### Region pointing data
● ● ●

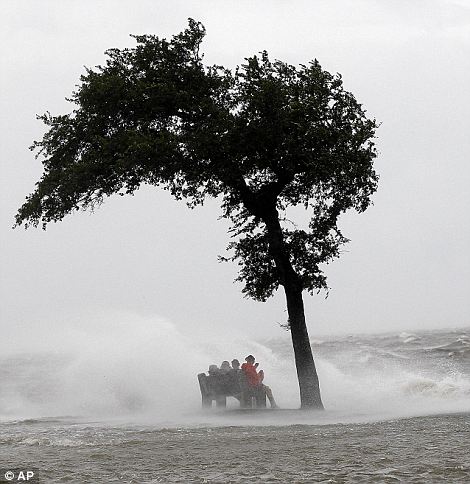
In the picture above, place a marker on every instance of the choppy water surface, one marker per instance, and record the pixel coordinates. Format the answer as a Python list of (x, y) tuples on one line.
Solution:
[(398, 410), (419, 449)]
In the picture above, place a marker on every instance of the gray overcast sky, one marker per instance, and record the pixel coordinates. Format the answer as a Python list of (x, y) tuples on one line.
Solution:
[(148, 256)]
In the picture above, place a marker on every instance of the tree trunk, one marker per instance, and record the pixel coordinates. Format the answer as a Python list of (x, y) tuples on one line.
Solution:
[(310, 397)]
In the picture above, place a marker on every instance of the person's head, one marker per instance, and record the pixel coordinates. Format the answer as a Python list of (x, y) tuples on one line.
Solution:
[(213, 369)]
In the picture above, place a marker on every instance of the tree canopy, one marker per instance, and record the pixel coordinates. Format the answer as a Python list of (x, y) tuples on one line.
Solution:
[(264, 137)]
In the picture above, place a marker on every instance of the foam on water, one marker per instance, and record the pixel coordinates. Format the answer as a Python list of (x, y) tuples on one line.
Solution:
[(145, 371)]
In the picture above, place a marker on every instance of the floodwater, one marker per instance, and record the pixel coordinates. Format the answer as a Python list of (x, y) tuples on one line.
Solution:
[(398, 410)]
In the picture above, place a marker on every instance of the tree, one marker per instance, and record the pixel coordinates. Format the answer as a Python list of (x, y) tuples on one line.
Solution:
[(264, 138)]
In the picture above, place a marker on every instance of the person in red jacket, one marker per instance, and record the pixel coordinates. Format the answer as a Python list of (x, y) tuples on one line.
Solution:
[(255, 378)]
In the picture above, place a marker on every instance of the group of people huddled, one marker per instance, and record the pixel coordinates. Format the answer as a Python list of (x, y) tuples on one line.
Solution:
[(229, 373)]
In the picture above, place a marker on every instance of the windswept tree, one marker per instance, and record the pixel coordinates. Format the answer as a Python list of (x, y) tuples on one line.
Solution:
[(264, 138)]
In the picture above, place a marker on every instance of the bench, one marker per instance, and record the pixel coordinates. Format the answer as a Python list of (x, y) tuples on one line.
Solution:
[(231, 384)]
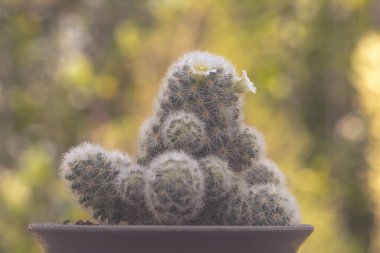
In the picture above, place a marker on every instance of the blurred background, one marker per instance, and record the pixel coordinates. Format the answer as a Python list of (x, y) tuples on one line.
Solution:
[(73, 71)]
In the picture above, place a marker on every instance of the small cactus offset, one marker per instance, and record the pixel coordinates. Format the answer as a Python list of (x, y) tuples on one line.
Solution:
[(197, 163)]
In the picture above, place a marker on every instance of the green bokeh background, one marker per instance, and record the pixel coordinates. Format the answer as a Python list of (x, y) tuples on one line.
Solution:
[(74, 71)]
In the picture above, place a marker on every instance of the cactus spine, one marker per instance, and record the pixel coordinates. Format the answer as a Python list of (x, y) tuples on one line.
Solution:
[(196, 163)]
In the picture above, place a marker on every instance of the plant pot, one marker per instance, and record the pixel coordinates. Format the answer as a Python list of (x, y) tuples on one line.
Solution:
[(57, 238)]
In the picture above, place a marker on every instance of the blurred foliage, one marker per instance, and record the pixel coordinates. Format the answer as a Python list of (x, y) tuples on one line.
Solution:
[(73, 71)]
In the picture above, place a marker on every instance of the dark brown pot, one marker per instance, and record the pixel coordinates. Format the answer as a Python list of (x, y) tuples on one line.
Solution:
[(57, 238)]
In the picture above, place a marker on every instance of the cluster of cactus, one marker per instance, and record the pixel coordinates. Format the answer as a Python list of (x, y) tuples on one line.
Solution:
[(196, 163)]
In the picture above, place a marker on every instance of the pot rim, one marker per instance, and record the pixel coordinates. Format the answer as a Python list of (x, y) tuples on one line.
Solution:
[(58, 226)]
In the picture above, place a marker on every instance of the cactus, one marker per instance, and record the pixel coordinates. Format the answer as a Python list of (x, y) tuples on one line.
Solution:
[(196, 162)]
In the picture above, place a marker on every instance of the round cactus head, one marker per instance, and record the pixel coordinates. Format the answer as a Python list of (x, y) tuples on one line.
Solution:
[(197, 163)]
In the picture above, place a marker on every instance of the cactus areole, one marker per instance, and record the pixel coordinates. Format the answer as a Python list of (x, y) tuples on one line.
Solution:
[(197, 163)]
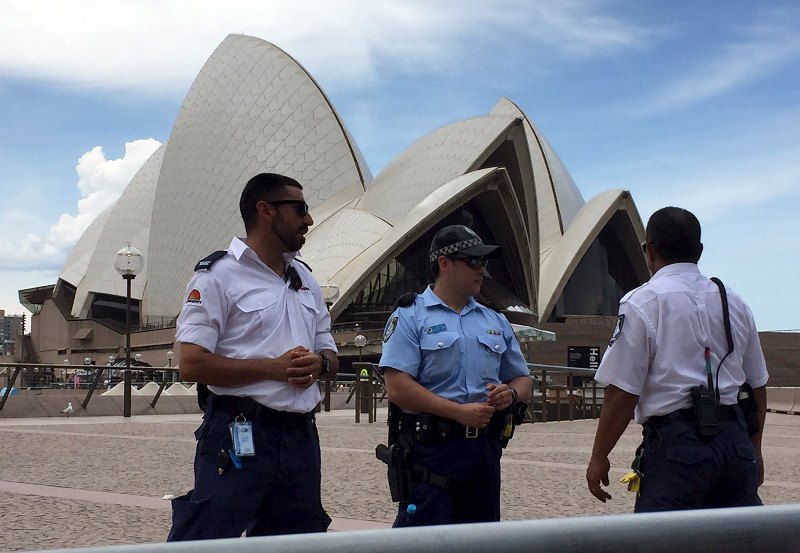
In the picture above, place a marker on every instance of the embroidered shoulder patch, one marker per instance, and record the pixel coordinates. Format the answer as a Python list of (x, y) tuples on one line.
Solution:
[(194, 297), (390, 328), (617, 330)]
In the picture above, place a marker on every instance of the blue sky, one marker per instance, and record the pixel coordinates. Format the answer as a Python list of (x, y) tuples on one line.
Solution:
[(695, 104)]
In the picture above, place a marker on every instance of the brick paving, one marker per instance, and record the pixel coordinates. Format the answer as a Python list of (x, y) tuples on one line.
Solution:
[(100, 480)]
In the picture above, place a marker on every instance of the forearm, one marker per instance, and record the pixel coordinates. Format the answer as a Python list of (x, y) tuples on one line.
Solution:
[(760, 396), (406, 393), (615, 416), (200, 365), (523, 385)]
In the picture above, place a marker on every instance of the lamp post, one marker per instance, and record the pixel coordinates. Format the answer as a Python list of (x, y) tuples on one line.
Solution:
[(330, 291), (128, 262), (360, 341)]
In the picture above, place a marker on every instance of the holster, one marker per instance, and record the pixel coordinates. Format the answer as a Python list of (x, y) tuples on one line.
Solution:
[(747, 402), (396, 458)]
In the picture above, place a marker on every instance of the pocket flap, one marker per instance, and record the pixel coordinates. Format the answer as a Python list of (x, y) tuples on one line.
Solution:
[(493, 343), (688, 454), (440, 340), (256, 301)]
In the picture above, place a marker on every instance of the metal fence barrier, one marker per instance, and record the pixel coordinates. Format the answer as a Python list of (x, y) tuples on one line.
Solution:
[(772, 529)]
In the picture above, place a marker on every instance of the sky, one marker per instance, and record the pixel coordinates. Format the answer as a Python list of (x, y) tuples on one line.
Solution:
[(693, 104)]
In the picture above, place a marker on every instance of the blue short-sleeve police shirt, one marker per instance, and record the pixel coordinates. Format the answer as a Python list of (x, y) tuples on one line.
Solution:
[(454, 355)]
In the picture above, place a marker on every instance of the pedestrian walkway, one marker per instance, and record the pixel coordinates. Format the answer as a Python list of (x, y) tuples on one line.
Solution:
[(101, 480)]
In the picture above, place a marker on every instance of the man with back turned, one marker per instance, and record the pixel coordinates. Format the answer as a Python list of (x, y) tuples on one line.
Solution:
[(676, 366)]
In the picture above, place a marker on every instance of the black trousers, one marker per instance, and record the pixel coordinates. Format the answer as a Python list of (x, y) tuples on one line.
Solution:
[(472, 466), (684, 471), (277, 491)]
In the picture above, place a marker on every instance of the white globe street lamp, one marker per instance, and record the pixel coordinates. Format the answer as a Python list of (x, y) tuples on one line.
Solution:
[(128, 262)]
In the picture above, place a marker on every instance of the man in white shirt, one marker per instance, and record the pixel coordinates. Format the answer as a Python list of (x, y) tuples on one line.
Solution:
[(255, 329), (671, 338)]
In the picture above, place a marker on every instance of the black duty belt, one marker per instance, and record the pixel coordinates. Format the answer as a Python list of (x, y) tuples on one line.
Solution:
[(724, 413), (256, 412), (438, 428)]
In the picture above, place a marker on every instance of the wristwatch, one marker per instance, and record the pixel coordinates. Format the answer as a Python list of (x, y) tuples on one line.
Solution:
[(326, 365)]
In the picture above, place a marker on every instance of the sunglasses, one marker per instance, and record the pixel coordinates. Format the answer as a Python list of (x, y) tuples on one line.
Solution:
[(300, 205), (472, 262)]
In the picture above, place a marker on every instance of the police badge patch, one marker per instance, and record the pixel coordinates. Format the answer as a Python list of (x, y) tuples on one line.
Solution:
[(390, 328), (617, 330)]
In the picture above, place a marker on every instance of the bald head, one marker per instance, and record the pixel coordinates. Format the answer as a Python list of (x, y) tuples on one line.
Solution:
[(675, 233)]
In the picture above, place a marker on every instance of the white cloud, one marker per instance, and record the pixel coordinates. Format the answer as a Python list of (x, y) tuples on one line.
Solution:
[(102, 43), (100, 183), (770, 43)]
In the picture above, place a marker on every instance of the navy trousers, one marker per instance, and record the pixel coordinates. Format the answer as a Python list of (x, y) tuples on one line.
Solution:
[(683, 471), (275, 492), (473, 466)]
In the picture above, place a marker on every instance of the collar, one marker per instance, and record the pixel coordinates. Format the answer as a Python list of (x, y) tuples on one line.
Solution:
[(676, 269), (238, 248), (430, 299)]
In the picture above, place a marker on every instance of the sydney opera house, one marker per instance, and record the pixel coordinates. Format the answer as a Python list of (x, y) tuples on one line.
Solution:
[(252, 108)]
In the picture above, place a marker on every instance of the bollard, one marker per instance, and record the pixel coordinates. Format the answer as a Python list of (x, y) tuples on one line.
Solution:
[(365, 391)]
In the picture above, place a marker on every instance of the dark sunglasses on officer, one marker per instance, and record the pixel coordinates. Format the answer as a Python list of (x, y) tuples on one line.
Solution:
[(300, 205), (472, 262)]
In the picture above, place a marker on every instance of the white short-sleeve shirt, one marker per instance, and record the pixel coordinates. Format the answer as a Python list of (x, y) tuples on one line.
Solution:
[(240, 308), (657, 350)]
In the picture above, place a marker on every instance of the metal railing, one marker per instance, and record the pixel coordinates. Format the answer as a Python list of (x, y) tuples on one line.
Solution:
[(770, 529), (13, 370), (579, 396)]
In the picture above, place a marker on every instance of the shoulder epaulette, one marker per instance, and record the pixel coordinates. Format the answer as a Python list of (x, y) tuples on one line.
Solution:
[(303, 263), (487, 304), (206, 263), (405, 300)]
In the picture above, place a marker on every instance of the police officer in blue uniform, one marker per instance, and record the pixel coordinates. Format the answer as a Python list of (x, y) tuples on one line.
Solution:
[(255, 329), (455, 368), (682, 348)]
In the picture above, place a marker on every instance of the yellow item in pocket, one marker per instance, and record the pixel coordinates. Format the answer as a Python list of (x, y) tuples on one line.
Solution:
[(632, 480)]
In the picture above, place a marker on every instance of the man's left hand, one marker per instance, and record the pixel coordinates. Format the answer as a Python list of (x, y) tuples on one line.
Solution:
[(500, 396), (305, 369), (597, 473)]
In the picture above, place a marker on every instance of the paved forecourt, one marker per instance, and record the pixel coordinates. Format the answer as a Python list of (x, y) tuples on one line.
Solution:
[(101, 480)]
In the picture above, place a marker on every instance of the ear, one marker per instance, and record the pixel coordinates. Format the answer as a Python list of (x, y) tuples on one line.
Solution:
[(263, 209)]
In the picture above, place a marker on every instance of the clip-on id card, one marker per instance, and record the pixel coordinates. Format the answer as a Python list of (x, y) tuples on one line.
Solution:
[(242, 437)]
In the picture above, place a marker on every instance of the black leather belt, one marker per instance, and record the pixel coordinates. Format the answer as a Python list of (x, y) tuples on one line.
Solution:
[(256, 412), (431, 426), (724, 413)]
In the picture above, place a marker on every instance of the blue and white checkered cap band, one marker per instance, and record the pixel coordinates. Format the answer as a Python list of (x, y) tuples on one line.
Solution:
[(453, 248)]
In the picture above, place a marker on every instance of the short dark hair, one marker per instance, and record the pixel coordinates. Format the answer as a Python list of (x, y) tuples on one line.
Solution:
[(675, 233), (262, 187)]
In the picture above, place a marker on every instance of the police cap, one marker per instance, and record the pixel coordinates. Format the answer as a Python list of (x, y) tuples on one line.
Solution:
[(460, 239)]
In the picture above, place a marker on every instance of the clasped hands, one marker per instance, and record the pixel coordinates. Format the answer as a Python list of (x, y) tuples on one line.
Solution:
[(303, 366), (478, 415)]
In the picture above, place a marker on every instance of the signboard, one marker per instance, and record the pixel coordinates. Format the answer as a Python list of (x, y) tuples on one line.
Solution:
[(583, 357)]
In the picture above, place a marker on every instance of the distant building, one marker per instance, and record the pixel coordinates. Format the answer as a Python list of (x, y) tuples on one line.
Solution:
[(11, 326), (252, 109)]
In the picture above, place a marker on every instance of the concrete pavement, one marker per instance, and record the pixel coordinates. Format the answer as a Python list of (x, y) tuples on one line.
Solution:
[(100, 480)]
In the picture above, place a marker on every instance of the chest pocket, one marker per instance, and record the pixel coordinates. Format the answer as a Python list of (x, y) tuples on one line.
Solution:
[(258, 307), (308, 311), (440, 353), (490, 351)]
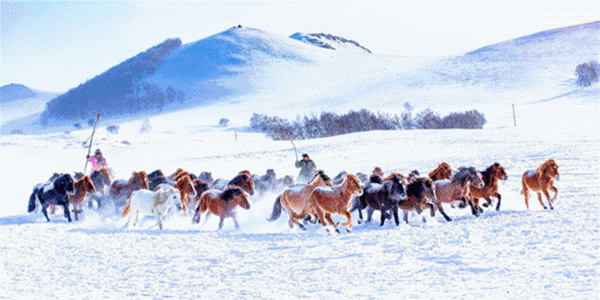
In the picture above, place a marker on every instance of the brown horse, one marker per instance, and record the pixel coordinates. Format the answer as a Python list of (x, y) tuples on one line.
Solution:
[(541, 181), (222, 204), (420, 195), (243, 180), (185, 186), (120, 190), (295, 199), (458, 189), (490, 176), (326, 200), (443, 171)]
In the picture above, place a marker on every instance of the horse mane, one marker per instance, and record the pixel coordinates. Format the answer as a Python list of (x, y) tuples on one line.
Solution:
[(463, 174), (229, 193)]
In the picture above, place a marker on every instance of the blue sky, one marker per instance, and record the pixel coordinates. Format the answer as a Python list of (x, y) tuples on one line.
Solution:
[(55, 46)]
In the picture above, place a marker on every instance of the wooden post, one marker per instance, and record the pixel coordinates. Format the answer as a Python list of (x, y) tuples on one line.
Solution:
[(514, 116)]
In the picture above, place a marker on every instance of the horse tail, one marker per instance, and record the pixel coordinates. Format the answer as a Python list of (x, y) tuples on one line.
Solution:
[(276, 210), (126, 209), (32, 200)]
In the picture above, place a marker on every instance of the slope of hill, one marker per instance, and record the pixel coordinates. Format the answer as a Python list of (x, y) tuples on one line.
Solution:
[(13, 91)]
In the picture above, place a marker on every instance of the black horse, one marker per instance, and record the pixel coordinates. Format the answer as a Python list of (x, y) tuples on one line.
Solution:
[(383, 197), (53, 193)]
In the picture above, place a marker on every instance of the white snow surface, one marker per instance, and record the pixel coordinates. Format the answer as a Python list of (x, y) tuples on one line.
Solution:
[(514, 253)]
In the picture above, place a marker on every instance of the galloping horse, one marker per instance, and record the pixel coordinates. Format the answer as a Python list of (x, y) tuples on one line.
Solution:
[(222, 204), (120, 190), (326, 200), (443, 171), (420, 195), (149, 202), (458, 189), (295, 199), (383, 197), (540, 181), (185, 186), (55, 192), (82, 186), (490, 177), (243, 180)]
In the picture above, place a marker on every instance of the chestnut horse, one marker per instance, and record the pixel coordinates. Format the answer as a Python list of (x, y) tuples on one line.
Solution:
[(443, 171), (458, 189), (185, 186), (295, 199), (120, 190), (327, 200), (541, 180), (222, 204), (490, 176), (420, 195), (83, 186)]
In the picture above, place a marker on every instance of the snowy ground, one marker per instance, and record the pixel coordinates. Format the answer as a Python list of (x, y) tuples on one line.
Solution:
[(514, 253)]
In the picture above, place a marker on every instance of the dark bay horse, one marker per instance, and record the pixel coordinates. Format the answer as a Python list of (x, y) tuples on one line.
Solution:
[(383, 197), (56, 192)]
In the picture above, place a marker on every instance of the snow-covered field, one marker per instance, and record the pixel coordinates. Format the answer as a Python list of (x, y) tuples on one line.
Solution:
[(514, 253)]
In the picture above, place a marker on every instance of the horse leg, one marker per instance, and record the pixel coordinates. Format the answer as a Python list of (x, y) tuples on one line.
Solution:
[(499, 200), (348, 223), (441, 209), (221, 222), (549, 200), (540, 199)]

● ● ●

### Aim of the task
In the entries above, find each line containing the string "blue" and copy it.

### Solution for this problem
In the picture above, place a marker on every instance of the blue sky, one marker per instance, and record the pixel coordinates. Format the answer as a Python list of (x, y) tuples on one line.
In the picture above, place a marker on every instance of the blue short-sleeve police shirt, one marker per instance, and record the pixel coordinates. Format the answer as a Python list of (x, y) tuples on one line.
In the picture above, place a marker on every instance of the police officer in blue uniform, one marker per instance, and record the pixel coordinates. Format the answer as a Python list of (x, y) tuples on one line.
In the picture above, place a marker on every instance of the blue and white checkered cap band, one marker per instance, and record the pixel coordinates. Format the answer as a Python list of (x, y) tuples on one line.
In the picture above, place a marker on every instance of the blue sky, one marker per instance, and record the pixel coordinates. Format the answer as a Python list of (x, y) tuples on one line.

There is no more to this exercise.